### Opdracht a
Kopieer uit de lijst hieronder letterlijk alles vanaf het begin tot en met de regel waarin "66), (24, 63)]" staat.

### Tekstfragment
|---|

Ook de bijzondere curator heeft aangevoerd dat de man niet-ontvankelijk moet worden verklaard omdat hij te laat hoger beroep heeft ingesteld. De bijzondere curator heeft uitgelegd dat zij haar brief aan de man van 31 oktober 2017 persoonlijk in de brievenbus van [adres] heeft gedaan. De brievenbus was geenszins vol en de woning was bewoond, aldus de bijzondere curator.
5.4
Artikel 806 van het Wetboek van Burgerlijke Rechtsvordering (Rv) regelt voor zaken van personen- en familierecht anders dan scheidingszaken de aanvang van de beroepstermijn. Ingevolge lid 1 sub a van artikel 806 Rv kan door de verzoeker en degene aan wie een afschrift van de beschikking is verstrekt of verzonden hoger beroep worden ingesteld binnen drie maanden na de dag van de uitspraak. Tot degenen aan wie de griffier een afschrift van de beschikking zendt, behoren op grond van artikel 805 lid 1 Rv de niet verschenen belanghebbenden aan wie een afschrift van het verzoekschrift is verzonden.

|---|

Invoer voor gebiedsomtrekken
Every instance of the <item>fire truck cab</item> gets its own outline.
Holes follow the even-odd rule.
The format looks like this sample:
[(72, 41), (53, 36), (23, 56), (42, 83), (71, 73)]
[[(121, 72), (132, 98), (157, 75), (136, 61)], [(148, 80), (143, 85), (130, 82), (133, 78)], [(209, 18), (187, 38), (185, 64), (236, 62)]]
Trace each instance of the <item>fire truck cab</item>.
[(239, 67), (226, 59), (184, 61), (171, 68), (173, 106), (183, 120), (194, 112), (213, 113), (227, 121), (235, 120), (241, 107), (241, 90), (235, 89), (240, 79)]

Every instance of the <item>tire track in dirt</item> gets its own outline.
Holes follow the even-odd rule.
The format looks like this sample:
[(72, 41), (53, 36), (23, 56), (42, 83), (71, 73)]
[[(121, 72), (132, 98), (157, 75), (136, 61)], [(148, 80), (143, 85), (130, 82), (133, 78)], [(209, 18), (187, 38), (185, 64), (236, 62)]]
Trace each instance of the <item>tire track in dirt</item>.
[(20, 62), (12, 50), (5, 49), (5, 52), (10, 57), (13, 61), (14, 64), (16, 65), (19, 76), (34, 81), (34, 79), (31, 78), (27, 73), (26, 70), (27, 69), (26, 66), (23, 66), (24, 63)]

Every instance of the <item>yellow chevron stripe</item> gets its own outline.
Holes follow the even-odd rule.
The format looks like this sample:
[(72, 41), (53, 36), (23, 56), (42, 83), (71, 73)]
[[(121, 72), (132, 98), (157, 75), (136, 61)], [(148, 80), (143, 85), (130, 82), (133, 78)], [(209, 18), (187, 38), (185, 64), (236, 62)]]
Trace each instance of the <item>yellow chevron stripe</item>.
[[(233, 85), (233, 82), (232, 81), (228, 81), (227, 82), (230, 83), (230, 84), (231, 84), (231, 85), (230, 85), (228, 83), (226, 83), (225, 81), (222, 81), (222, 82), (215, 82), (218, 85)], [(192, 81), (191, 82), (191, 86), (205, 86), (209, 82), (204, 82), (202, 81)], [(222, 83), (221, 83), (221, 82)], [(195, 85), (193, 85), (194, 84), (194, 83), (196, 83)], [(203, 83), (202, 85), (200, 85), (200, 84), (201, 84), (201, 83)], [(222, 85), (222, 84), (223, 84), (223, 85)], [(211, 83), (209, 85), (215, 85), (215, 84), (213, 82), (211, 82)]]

|---|

### Opdracht b
Herhaal het fragment hierboven over de beroepstermijn woord voor woord.

### Antwoord a
Every instance of the <item>fire truck cab</item> gets its own outline.
Holes follow the even-odd rule.
The format looks like this sample:
[(72, 41), (53, 36), (23, 56), (42, 83), (71, 73)]
[[(121, 72), (132, 98), (157, 75), (136, 61)], [(148, 80), (143, 85), (130, 82), (133, 78)], [(209, 18), (187, 38), (185, 64), (236, 62)]]
Trace each instance of the <item>fire truck cab</item>.
[(239, 67), (226, 59), (184, 61), (171, 68), (173, 106), (183, 120), (194, 112), (213, 113), (227, 121), (235, 120), (241, 107), (241, 90), (235, 89), (240, 79)]

Every instance of the <item>tire track in dirt</item> gets its own outline.
Holes follow the even-odd rule.
The format looks like this sample:
[(72, 41), (53, 36), (23, 56), (42, 83), (71, 73)]
[[(121, 72), (132, 98), (157, 75), (136, 61)], [(148, 80), (143, 85), (130, 82), (133, 78)], [(209, 18), (187, 38), (185, 64), (236, 62)]]
Trace each instance of the <item>tire track in dirt</item>.
[(20, 62), (12, 50), (5, 49), (5, 52), (10, 57), (13, 61), (14, 64), (16, 65), (19, 76), (34, 81), (34, 79), (31, 78), (27, 73), (26, 70), (27, 69), (26, 66), (23, 66), (24, 63)]

### Antwoord b
Ook de bijzondere curator heeft aangevoerd dat de man niet-ontvankelijk moet worden verklaard omdat hij te laat hoger beroep heeft ingesteld. De bijzondere curator heeft uitgelegd dat zij haar brief aan de man van 31 oktober 2017 persoonlijk in de brievenbus van [adres] heeft gedaan. De brievenbus was geenszins vol en de woning was bewoond, aldus de bijzondere curator.
5.4
Artikel 806 van het Wetboek van Burgerlijke Rechtsvordering (Rv) regelt voor zaken van personen- en familierecht anders dan scheidingszaken de aanvang van de beroepstermijn. Ingevolge lid 1 sub a van artikel 806 Rv kan door de verzoeker en degene aan wie een afschrift van de beschikking is verstrekt of verzonden hoger beroep worden ingesteld binnen drie maanden na de dag van de uitspraak. Tot degenen aan wie de griffier een afschrift van de beschikking zendt, behoren op grond van artikel 805 lid 1 Rv de niet verschenen belanghebbenden aan wie een afschrift van het verzoekschrift is verzonden.